◆ Extract
──────────

“And God is able to bless you abundantly, so that in all things at all times, having all that you need, you will abound in every good work.”
1. How had the Corinthians first responded to Paul’s suggestion to make an offering, and what effect did this have on the Macedonians (1-2)? What was the purpose of sending brothers to Corinth (3-5)? Why was it important to prepare the offering in advance?
2. What principle did Paul remind them of (6)? How did Paul encourage them to exercise their personal faith in giving (7)? What attitude in giving pleases God?
3. Read verse 8. What is God’s blessing? How did Paul emphasize the sufficiency of God’s blessings (Eph 3:20)?
4. What promises did Paul share with them (9-10)? What does it mean to “be made rich in every way” (1Ti 6:17-19)? Why does a generous giver not need to worry about their future (Mal 3:10; Mt 6:33)? What is the purpose of God’s blessing (11)?
5. What impact did Paul say their generous offering would have on the larger Christian community (12-14)? How would this glorify God? What is Paul’s thanksgiving topic (15)?
“Each of you should give what you have decided in your heart to give, not reluctantly or under compulsion, for God loves a cheerful giver.”

──────────

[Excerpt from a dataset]
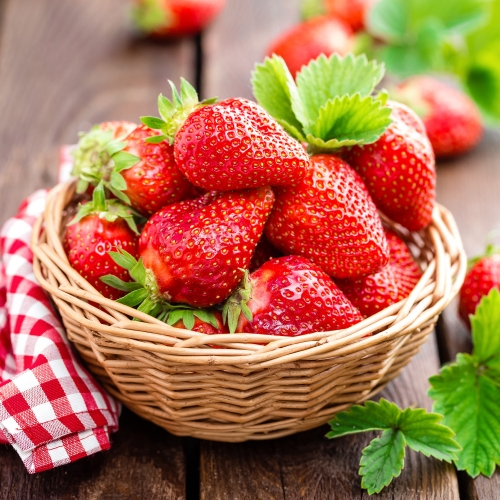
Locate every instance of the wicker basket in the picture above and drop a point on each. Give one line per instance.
(258, 386)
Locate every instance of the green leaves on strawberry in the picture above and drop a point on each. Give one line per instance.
(143, 294)
(330, 106)
(467, 393)
(100, 156)
(383, 459)
(173, 113)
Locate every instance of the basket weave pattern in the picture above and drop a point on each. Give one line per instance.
(244, 386)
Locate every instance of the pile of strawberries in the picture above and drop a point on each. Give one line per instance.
(215, 218)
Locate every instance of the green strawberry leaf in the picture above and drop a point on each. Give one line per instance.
(126, 286)
(123, 259)
(467, 393)
(155, 139)
(382, 460)
(330, 106)
(273, 86)
(312, 8)
(325, 79)
(134, 298)
(485, 324)
(347, 121)
(469, 399)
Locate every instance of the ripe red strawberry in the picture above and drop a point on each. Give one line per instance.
(172, 18)
(289, 296)
(137, 171)
(233, 144)
(393, 283)
(452, 120)
(308, 40)
(352, 12)
(330, 219)
(399, 170)
(480, 279)
(99, 228)
(263, 252)
(194, 252)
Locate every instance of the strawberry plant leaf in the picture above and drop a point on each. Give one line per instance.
(469, 399)
(126, 286)
(485, 325)
(153, 122)
(156, 139)
(124, 259)
(124, 160)
(273, 86)
(347, 121)
(467, 392)
(382, 460)
(134, 298)
(424, 432)
(325, 79)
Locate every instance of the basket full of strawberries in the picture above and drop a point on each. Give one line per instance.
(233, 270)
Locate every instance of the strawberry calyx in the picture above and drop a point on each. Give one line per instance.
(237, 304)
(151, 15)
(489, 252)
(98, 157)
(110, 210)
(174, 113)
(144, 295)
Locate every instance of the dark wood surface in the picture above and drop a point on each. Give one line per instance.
(66, 65)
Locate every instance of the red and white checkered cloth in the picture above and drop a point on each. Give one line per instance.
(51, 409)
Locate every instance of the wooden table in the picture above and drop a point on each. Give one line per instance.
(66, 65)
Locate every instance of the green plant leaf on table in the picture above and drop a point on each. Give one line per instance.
(467, 393)
(383, 459)
(330, 106)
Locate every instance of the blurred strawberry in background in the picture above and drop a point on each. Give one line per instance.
(351, 12)
(452, 120)
(173, 18)
(306, 41)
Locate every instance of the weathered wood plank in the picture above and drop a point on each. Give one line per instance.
(63, 67)
(469, 187)
(238, 39)
(145, 462)
(308, 466)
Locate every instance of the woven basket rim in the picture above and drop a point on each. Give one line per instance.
(441, 281)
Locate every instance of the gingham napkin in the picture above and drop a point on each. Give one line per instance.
(51, 410)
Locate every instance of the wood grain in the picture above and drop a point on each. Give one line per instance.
(144, 462)
(469, 187)
(308, 466)
(63, 67)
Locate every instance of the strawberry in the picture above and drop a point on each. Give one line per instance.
(452, 120)
(173, 18)
(352, 12)
(399, 170)
(233, 144)
(330, 218)
(263, 252)
(99, 227)
(393, 283)
(289, 296)
(308, 40)
(483, 275)
(195, 252)
(134, 167)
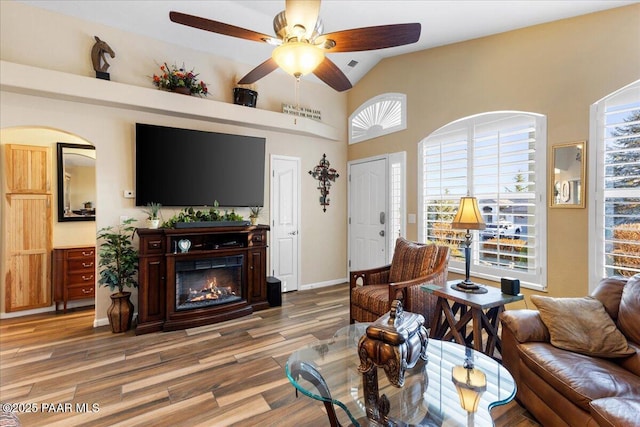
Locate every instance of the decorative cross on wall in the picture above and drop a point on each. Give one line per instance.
(325, 175)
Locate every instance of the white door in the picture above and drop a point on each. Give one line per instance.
(285, 213)
(368, 214)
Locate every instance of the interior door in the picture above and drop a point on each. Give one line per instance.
(28, 251)
(285, 213)
(368, 214)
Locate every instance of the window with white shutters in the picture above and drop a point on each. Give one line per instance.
(380, 115)
(499, 158)
(615, 209)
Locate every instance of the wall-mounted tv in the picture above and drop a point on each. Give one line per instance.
(182, 167)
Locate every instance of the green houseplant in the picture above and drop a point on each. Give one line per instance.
(118, 267)
(255, 213)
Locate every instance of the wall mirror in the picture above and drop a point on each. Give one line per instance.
(567, 175)
(76, 182)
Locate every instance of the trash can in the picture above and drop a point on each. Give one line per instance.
(274, 295)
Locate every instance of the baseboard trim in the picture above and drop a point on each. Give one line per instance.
(322, 284)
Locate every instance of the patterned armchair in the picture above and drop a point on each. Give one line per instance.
(414, 264)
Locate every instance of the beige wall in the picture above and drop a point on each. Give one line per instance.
(557, 69)
(39, 38)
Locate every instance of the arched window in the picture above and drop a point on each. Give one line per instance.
(614, 174)
(381, 115)
(499, 158)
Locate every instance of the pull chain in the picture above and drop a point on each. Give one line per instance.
(297, 94)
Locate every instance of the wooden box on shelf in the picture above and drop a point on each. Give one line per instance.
(74, 274)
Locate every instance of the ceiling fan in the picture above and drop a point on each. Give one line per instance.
(301, 45)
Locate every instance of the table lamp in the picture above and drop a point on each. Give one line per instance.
(468, 217)
(470, 384)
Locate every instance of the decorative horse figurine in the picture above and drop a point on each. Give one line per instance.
(99, 59)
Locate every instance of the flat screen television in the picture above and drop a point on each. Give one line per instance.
(182, 167)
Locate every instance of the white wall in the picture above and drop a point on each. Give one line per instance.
(31, 36)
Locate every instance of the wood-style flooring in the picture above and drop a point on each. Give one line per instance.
(229, 373)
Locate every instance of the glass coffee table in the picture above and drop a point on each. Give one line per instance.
(428, 397)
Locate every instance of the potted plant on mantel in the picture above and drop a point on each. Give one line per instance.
(255, 213)
(180, 80)
(118, 269)
(152, 211)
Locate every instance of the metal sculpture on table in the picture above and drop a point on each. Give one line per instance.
(394, 342)
(325, 176)
(99, 59)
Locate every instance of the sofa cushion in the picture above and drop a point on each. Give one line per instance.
(631, 363)
(411, 260)
(578, 377)
(609, 292)
(581, 325)
(629, 312)
(525, 325)
(616, 412)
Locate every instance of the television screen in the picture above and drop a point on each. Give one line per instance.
(181, 167)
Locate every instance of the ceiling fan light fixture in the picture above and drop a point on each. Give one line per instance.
(298, 58)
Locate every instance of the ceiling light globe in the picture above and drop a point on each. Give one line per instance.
(298, 58)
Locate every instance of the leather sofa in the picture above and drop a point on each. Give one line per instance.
(566, 387)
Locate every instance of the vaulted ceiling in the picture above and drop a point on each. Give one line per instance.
(443, 22)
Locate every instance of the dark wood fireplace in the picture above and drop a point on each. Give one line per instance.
(221, 276)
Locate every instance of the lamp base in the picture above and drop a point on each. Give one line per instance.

──────────

◆ Problems and tasks
**A.** Answer these questions from the study guide on giving:
(i) According to the opening quotation, what is God able to do?
(ii) Which verse does the third question tell the reader to read?
(iii) According to the closing quotation, what kind of giver does God love?
**B.** Decide whether each statement agrees with the study guide on giving, and quote the words that settle it:
(i) The study guide cites Ephesians 3:20 in connection with the sufficiency of God's blessings.
(ii) The closing quotation says each person should give under compulsion.
(iii) The opening quotation says that those having all they need will abound in every good work.
**C.** Extend the study guide on giving in 2 Corinthians 9, beginning after its last sentence.
The rows are drawn from a separate source.

◆ Results of the exercise
**A.**
(i) Bless you abundantly.
(ii) Verse 8.
(iii) A cheerful giver.

**B.**
(i) Yes: "How did Paul emphasize the sufficiency of God’s blessings (Eph 3:20)?"
(ii) No: "not reluctantly or under compulsion"
(iii) Yes: "having all that you need, you will abound in every good work."

**C.**
Last week we heard Dr. Augustine Sohn’s message from 2 Corinthians 8. Especially we thought about Jesus, who though he was rich, became poor for our sakes, so that we, through his poverty might become rich. Jesus is the King of heaven. But he came down from heaven to earth, renouncing his glory and majesty as King. We would expect Jesus, the King of heaven, the One and Only eternally Begotten Son of God, to be treated like royalty, born into a palace and served with only the best that earth has to offer. But Jesus was born into a poor Jewish family and placed in a manger at birth. Furthermore, when Jesus ministered on earth, he had no home to call his own, and no bed to lay down in each night. He depended on people’s generosity and support for food and a place to stay. Finally, Jesus chose the most brutal, painful and humiliating form of death, death on a Roman cross. Though he was rich, he became poor for our sakes. He chose the way of discomfort, sacrifice and suffering. It was so that we, through his poverty, might become rich. So that we, through his suffering and sacrifice, might be saved and brought into his eternal kingdom as children of God and heirs of Christ! Eternal thanks and praise be to Jesus Christ our Savior and King!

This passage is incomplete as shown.